## WRITTEN EXERCISE
Turn the lines below into a Markdown table with the columns Number and Text, starting at the line that contains "For the evaluation set, locate every instance of the desk" and stopping after the line that contains "x=475 y=248". Number each line in order and leave out any blank lines.

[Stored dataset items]
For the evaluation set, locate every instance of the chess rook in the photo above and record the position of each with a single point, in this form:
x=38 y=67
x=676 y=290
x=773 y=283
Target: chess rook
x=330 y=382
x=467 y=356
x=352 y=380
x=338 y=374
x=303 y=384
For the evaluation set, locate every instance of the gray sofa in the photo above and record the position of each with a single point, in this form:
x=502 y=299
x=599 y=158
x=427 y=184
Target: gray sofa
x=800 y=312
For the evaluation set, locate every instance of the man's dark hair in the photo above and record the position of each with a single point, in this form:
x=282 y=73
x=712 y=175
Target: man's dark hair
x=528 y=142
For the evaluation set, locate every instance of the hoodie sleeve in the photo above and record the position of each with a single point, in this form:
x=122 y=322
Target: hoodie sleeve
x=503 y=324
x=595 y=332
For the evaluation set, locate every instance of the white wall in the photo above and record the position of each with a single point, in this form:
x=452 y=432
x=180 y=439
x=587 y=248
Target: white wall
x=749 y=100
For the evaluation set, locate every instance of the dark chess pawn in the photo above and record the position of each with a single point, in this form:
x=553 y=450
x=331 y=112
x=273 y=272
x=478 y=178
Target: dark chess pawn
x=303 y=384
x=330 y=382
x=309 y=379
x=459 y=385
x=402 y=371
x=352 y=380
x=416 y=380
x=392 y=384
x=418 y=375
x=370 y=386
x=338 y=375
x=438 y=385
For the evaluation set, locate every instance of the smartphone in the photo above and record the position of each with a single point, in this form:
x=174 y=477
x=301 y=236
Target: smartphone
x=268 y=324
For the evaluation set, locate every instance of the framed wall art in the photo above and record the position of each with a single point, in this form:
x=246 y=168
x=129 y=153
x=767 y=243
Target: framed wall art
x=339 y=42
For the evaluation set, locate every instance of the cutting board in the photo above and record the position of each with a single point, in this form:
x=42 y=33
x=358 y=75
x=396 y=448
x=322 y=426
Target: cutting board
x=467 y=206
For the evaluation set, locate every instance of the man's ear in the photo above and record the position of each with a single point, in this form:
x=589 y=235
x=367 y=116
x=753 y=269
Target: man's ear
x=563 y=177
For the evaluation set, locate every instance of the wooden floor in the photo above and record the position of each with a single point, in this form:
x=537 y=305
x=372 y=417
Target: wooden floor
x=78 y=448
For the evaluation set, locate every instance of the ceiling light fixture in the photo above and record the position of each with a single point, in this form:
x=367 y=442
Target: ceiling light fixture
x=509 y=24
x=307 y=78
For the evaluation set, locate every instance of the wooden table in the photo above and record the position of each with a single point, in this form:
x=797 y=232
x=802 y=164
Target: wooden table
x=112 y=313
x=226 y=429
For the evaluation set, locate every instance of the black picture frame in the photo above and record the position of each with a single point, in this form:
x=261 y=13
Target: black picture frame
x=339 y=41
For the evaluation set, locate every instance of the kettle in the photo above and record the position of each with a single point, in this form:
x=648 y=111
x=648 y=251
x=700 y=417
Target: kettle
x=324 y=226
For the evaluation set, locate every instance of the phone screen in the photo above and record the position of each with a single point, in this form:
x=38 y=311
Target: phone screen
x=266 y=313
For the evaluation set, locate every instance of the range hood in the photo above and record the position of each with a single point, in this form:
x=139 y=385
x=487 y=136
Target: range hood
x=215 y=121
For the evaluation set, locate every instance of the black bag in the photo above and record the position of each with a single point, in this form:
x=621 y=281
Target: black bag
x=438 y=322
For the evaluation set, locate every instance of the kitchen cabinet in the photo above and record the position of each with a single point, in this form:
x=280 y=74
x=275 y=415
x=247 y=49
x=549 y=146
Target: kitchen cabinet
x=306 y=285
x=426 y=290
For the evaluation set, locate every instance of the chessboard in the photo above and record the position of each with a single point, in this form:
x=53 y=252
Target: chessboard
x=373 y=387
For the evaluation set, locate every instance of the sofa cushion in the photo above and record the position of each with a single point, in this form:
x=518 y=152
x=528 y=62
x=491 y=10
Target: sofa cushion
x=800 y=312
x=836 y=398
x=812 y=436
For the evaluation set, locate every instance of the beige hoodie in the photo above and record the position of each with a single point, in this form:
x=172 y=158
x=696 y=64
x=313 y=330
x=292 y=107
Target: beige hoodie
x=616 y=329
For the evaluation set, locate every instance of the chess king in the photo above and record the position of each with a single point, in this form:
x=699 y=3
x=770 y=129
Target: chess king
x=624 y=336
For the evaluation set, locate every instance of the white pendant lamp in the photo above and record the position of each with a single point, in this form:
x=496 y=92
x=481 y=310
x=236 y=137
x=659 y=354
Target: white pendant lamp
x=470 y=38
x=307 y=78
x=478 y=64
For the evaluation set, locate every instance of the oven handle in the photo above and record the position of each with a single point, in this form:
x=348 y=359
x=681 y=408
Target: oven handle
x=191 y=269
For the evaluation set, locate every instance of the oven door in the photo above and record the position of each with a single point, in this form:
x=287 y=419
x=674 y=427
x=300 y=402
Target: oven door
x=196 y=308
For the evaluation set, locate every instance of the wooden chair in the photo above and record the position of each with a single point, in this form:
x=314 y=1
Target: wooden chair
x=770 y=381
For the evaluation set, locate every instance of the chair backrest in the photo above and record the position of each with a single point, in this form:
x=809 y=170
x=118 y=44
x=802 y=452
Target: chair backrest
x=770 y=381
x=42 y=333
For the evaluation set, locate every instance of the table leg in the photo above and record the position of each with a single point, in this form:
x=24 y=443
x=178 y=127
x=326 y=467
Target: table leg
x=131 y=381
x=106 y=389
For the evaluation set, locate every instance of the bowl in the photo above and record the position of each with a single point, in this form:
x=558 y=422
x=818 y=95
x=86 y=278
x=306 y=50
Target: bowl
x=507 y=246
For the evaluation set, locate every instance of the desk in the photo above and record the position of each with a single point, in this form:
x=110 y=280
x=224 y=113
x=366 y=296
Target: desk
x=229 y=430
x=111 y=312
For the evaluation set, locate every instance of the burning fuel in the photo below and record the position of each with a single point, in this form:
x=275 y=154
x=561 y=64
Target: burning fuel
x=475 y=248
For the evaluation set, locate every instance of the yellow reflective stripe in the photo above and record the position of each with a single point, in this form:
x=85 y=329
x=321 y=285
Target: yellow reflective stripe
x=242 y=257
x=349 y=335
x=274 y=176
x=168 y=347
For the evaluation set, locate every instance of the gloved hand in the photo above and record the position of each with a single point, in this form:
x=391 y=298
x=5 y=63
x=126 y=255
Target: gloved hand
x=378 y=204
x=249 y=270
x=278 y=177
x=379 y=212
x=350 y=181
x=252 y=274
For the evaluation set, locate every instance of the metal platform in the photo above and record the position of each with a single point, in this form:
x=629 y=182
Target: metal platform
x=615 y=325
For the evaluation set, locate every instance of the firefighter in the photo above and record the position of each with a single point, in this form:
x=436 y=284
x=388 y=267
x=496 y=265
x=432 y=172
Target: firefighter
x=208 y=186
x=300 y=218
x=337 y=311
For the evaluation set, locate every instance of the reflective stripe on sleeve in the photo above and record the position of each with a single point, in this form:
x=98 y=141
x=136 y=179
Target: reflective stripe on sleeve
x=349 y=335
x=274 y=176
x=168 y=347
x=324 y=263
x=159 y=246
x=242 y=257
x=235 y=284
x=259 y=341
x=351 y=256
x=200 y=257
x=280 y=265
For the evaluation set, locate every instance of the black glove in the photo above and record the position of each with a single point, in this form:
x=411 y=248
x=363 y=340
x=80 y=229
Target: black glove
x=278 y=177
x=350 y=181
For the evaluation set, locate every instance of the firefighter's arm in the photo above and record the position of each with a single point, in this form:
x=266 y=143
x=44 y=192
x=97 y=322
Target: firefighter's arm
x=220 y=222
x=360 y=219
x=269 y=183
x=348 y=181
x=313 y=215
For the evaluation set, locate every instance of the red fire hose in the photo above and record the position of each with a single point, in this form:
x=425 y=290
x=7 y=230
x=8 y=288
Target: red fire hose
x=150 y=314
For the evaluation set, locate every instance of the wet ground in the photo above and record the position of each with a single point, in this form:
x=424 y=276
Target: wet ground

## SOLUTION
| Number | Text |
|---|---|
| 1 | For the evaluation set, locate every instance of the desk in the photo above and record the position of each with a single point, in this form: |
| 2 | x=110 y=280 |
| 3 | x=224 y=113 |
| 4 | x=366 y=296 |
| 5 | Target: desk |
| 6 | x=229 y=430 |
| 7 | x=111 y=312 |
| 8 | For the evaluation set, locate every instance of the burning fuel in the photo below and record the position of each with a single point, in this form: |
| 9 | x=275 y=154 |
| 10 | x=561 y=64 |
| 11 | Target: burning fuel |
| 12 | x=475 y=248 |